[Data to process]
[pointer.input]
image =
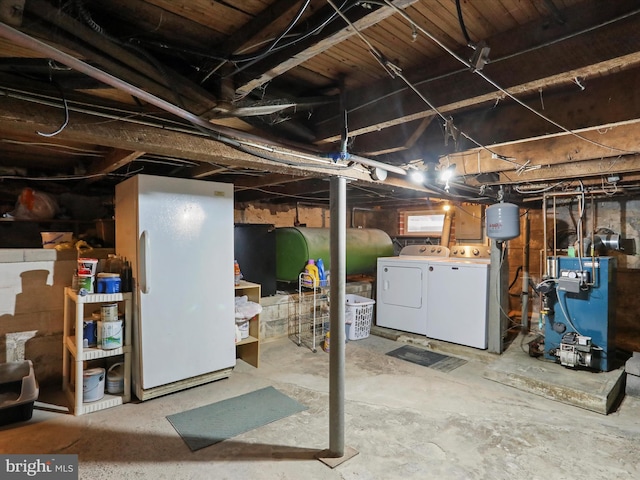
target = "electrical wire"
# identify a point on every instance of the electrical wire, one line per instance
(500, 59)
(462, 25)
(66, 116)
(504, 91)
(275, 42)
(395, 71)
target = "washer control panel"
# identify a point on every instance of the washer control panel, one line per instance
(470, 251)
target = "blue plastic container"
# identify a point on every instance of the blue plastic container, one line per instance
(108, 284)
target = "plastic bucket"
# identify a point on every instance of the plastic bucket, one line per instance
(115, 379)
(109, 312)
(85, 283)
(108, 283)
(243, 326)
(87, 266)
(93, 384)
(110, 335)
(89, 334)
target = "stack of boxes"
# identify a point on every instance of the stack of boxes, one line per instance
(632, 367)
[/Data to process]
What you need to do:
Copy each line above that contains the word "target".

Response to the exercise:
target = "electrical wire"
target = "washer control panel"
target = "blue plastic container"
target = "plastic bucket"
target = "stack of boxes"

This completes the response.